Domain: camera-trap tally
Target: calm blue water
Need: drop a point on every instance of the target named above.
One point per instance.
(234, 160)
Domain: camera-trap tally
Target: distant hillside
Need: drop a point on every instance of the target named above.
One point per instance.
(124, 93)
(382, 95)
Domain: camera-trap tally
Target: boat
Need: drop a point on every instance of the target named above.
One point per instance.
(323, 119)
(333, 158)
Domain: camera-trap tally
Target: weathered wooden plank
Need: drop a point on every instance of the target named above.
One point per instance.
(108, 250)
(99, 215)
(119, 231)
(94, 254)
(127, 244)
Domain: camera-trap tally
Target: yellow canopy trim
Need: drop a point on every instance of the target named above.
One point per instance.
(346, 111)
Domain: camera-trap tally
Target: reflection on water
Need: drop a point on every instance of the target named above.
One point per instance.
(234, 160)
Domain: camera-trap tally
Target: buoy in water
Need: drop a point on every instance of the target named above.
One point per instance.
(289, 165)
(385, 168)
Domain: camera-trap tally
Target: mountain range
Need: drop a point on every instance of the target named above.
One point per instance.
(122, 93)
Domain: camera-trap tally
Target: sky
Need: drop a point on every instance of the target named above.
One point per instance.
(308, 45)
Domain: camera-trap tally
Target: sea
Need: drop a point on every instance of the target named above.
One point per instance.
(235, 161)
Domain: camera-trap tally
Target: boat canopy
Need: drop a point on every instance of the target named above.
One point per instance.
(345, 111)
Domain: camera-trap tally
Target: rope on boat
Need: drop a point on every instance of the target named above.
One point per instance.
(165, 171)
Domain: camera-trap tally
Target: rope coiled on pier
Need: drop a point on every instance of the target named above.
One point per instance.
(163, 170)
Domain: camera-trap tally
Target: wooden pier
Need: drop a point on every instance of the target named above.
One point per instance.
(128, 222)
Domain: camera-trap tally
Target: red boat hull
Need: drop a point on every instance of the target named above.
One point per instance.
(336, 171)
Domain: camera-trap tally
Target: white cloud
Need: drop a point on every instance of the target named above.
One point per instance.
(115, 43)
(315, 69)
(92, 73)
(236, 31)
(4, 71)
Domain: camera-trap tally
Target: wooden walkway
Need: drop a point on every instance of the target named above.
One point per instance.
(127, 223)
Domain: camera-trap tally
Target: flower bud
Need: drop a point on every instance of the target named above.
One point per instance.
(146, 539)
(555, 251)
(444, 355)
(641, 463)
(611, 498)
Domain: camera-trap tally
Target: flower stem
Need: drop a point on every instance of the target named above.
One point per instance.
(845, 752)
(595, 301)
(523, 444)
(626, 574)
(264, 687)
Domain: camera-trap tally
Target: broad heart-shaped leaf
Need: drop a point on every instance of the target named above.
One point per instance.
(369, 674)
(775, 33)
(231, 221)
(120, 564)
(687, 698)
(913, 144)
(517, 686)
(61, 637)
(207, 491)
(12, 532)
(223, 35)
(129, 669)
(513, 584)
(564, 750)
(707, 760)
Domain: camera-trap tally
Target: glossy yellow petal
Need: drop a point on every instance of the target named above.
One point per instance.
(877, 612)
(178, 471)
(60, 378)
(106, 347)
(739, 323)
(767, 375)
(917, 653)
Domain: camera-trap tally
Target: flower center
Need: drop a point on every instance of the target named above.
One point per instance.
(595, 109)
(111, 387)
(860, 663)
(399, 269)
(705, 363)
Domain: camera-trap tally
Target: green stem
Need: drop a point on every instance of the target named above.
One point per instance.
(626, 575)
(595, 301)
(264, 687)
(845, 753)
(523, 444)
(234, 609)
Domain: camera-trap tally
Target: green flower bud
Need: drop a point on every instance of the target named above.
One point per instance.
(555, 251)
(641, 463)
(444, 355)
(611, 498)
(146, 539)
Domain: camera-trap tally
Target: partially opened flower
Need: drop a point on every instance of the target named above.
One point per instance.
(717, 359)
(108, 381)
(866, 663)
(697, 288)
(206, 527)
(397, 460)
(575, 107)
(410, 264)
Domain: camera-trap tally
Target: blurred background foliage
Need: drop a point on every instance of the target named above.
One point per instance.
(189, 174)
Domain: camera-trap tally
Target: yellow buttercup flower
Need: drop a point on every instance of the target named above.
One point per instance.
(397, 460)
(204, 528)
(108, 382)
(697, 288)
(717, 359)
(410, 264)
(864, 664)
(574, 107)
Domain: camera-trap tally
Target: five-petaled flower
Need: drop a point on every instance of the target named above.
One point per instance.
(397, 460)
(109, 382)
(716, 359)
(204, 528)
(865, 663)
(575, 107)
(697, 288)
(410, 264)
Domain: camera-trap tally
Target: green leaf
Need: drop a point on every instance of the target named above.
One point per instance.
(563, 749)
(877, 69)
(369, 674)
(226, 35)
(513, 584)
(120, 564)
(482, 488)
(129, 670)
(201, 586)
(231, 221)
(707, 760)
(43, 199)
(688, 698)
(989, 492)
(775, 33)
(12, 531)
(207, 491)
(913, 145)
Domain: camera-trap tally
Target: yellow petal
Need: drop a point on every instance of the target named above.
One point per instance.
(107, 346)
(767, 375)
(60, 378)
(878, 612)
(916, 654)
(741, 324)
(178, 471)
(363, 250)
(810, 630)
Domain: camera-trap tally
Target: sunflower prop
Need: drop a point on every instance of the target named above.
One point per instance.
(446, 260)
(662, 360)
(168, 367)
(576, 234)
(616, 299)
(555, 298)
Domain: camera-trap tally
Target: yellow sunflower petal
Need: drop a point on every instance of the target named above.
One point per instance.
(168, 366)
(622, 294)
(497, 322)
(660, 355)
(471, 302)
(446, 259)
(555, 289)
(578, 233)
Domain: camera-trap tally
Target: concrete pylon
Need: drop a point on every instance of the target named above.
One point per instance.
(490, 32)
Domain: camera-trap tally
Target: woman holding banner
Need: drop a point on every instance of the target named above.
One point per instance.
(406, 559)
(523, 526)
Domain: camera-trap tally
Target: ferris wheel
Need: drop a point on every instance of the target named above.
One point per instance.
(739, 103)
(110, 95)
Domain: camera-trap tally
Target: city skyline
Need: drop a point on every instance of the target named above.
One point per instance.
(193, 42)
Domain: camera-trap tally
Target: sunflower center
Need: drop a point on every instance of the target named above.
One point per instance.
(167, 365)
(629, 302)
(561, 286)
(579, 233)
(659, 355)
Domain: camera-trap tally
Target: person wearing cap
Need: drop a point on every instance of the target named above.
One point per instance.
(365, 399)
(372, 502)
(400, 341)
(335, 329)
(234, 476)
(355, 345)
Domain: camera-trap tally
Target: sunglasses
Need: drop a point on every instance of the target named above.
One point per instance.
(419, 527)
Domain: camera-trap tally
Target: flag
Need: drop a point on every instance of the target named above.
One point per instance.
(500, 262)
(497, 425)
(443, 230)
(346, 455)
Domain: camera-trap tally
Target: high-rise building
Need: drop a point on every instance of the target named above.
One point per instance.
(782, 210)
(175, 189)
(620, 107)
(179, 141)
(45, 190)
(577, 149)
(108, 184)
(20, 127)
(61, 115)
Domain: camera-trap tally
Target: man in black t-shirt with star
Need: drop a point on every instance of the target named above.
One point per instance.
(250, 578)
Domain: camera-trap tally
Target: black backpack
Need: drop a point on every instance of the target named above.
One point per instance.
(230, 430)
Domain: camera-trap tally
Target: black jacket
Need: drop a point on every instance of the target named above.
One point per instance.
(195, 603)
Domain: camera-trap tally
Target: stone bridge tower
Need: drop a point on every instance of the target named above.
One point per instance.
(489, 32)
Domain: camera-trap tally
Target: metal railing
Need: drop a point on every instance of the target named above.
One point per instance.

__What you have to do__
Output the records exactly, including every line.

__Completed exercise__
Domain: camera-trap tally
Target: calm blue water
Need: drop a point on every instance of the target named above.
One point per instance.
(234, 160)
Domain: camera-trap tally
Target: distant hillside
Need: drop a point on every instance of the target named above.
One point per instance.
(124, 93)
(382, 95)
Domain: camera-trap tally
Target: boat
Need: drop a point on every instance of the target named above.
One point per instance.
(323, 119)
(333, 158)
Domain: camera-trap tally
Target: weathered wooden plank
Need: drop a point on every instance of the target named above.
One point per instance.
(108, 250)
(99, 215)
(119, 231)
(94, 254)
(127, 244)
Domain: camera-trap tally
Target: yellow canopy trim
Need: drop a point on every instance of the target named above.
One point per instance.
(346, 111)
Domain: camera-trap tally
Target: reflection on water
Need: drop a point on every instance of the target named above.
One point per instance.
(234, 160)
Domain: camera-trap tally
Target: buoy in water
Need: drop a point on every instance of the target named above.
One point per instance.
(289, 165)
(385, 168)
Domain: camera-trap tally
Target: mountain range
Need: drop a point on every instance of the target named above.
One point per instance.
(122, 93)
Domain: camera-trap tally
Target: sky
Need: drop a point on every instance of the target named above.
One point per instance.
(308, 45)
Domain: camera-trap tally
Target: sea
Need: drop a point on every instance of the target named above.
One point per instance.
(235, 161)
Domain: camera-trap tally
Target: boat canopy
Need: drop a point on every instance of the target named above.
One point per instance.
(345, 111)
Domain: camera-trap tally
Target: rope on boat
Need: drop a point on every instance of the target named above.
One point per instance.
(165, 171)
Domain: camera-trap tally
Target: rope coiled on pier
Need: drop a point on every instance of the target named above.
One point per instance.
(163, 170)
Domain: camera-trap tally
Target: wooden pier
Need: drop a point on every instance of the target named above.
One point per instance.
(128, 222)
Domain: camera-trap tally
Target: red boat hull
Need: drop a point on every instance of the target named above.
One point per instance.
(336, 171)
Domain: camera-trap tally
Target: white cloud
Need: drop a point on every instance of the target named above.
One point per instance.
(115, 43)
(315, 69)
(92, 73)
(236, 31)
(4, 71)
Domain: camera-trap tally
Target: wooden walkway
Need: drop a point on every instance of the target named above.
One point per instance.
(127, 223)
Domain: camera-trap tally
Target: flower bud
Need: drop a point on every instance of the target named above.
One point per instance.
(146, 539)
(555, 251)
(444, 355)
(641, 463)
(611, 498)
Domain: camera-trap tally
Target: flower stem
Need: drop a point on every instance of the target named above.
One point per instance.
(845, 752)
(595, 301)
(523, 444)
(626, 574)
(264, 687)
Domain: camera-trap tally
Target: broad heart-shaped leaf
Need: drop a point on every instance of the target named above.
One point per instance.
(369, 674)
(775, 33)
(231, 221)
(120, 564)
(687, 698)
(913, 144)
(517, 686)
(61, 637)
(207, 491)
(12, 532)
(223, 35)
(129, 669)
(513, 584)
(564, 750)
(707, 760)
Domain: camera-trap tally
Target: glossy yellow petal
Need: drop a point on every instance of the target named above.
One point per instance.
(877, 612)
(178, 471)
(60, 378)
(106, 347)
(739, 323)
(767, 375)
(917, 653)
Domain: camera-trap tally
Target: flower center
Need: drop a point on every instance of the target named above.
One point per instance.
(595, 109)
(111, 387)
(860, 663)
(399, 269)
(705, 363)
Domain: camera-trap tally
Target: green stem
Need: drop a point on every instance of the target named above.
One point per instance.
(626, 575)
(595, 301)
(264, 687)
(845, 753)
(523, 444)
(234, 609)
Domain: camera-trap tally
Target: green flower bud
Need: drop a point on every instance of the target named above.
One point per instance.
(555, 251)
(641, 463)
(444, 355)
(611, 498)
(146, 539)
Domain: camera-trap tally
Target: partially opened flower
Need: drop a point on every instance of the target named above.
One point per instance.
(717, 359)
(108, 381)
(866, 663)
(697, 288)
(206, 527)
(397, 460)
(575, 107)
(410, 264)
Domain: camera-trap tally
Target: blurred background foliage
Need: drop a point on every instance of the target named above.
One point per instance.
(189, 174)
Domain: camera-trap tally
Target: yellow buttercup flower
Need: drop a point on every instance of the target named above.
One point per instance.
(397, 460)
(204, 528)
(108, 382)
(697, 288)
(717, 359)
(410, 264)
(864, 664)
(574, 107)
Domain: camera-trap tally
Target: five-petaled flower
Need: drop a point on every instance of the target named above.
One point per instance.
(397, 460)
(109, 382)
(716, 359)
(204, 528)
(865, 663)
(575, 107)
(697, 288)
(410, 264)
Domain: camera-trap tally
Target: green leaf
Need: drop a point on every instance of the target named above.
One point per instance.
(563, 749)
(877, 69)
(369, 674)
(226, 35)
(513, 584)
(120, 564)
(482, 488)
(129, 670)
(201, 586)
(231, 221)
(707, 760)
(43, 199)
(688, 698)
(989, 492)
(775, 33)
(12, 531)
(207, 491)
(913, 145)
Domain: camera-trap tally
Target: yellow petal
Need: drop a point on every instance of the target named above.
One point per instance.
(107, 346)
(767, 375)
(60, 378)
(878, 612)
(916, 654)
(741, 324)
(178, 471)
(363, 250)
(810, 630)
Domain: camera-trap tally
Target: sunflower prop
Need: drop a point on every instance of the target named above.
One point per instance.
(446, 260)
(662, 360)
(168, 367)
(576, 234)
(616, 299)
(555, 298)
Domain: camera-trap tally
Target: yellow sunflower petal
Need: drop a point on every instance of the target named above.
One point per instance.
(168, 366)
(622, 294)
(497, 322)
(660, 355)
(471, 302)
(446, 259)
(555, 289)
(578, 233)
Domain: camera-trap tally
Target: concrete pylon
Need: drop a point on every instance of the target named above.
One point per instance.
(490, 32)
Domain: camera-trap tally
Target: woman holding banner
Need: drop a point on every instance of the target named above.
One point per instance.
(406, 559)
(523, 526)
Domain: camera-trap tally
Target: ferris wheel
Need: drop a point on every instance of the target named above.
One point per instance.
(739, 103)
(110, 95)
Domain: camera-trap tally
Target: city skyline
Need: drop a point on every instance of the target named above.
One point per instance.
(193, 42)
Domain: camera-trap tally
Target: sunflower center
Need: drop a point on every instance of the target named above.
One point per instance.
(167, 365)
(629, 302)
(561, 286)
(579, 233)
(659, 355)
Domain: camera-trap tally
Target: person wearing cap
Need: drop a point on every instance of the target named above.
One point per instance.
(365, 399)
(372, 502)
(400, 341)
(335, 329)
(234, 476)
(355, 345)
Domain: camera-trap tally
Target: sunglasses
Need: drop a point on every instance of the target named above.
One point per instance.
(419, 527)
Domain: camera-trap tally
Target: flag
Need: drop a point on every instance of the target named above.
One point per instance.
(500, 262)
(497, 425)
(443, 230)
(346, 455)
Domain: camera-trap tally
Target: high-rise building
Need: drop a point on every instance of the target named above.
One point per instance.
(782, 210)
(175, 189)
(620, 107)
(179, 141)
(45, 190)
(577, 149)
(108, 184)
(20, 127)
(61, 115)
Domain: camera-trap tally
Target: man in black t-shirt with star
Need: drop a point on every instance of the target named above.
One point per instance.
(250, 578)
Domain: camera-trap tally
Target: black backpack
Need: drop a point on every instance of the target named above.
One point per instance.
(230, 430)
Domain: camera-trap tally
Target: black jacket
Need: drop a point on every instance of the target named above.
One point per instance.
(195, 603)
Domain: camera-trap tally
Target: stone bridge tower
Need: drop a point on every instance of the target named above.
One point per instance.
(489, 32)
Domain: camera-trap tally
Target: metal railing
Need: drop a point on every instance of the target named above.
One point per instance.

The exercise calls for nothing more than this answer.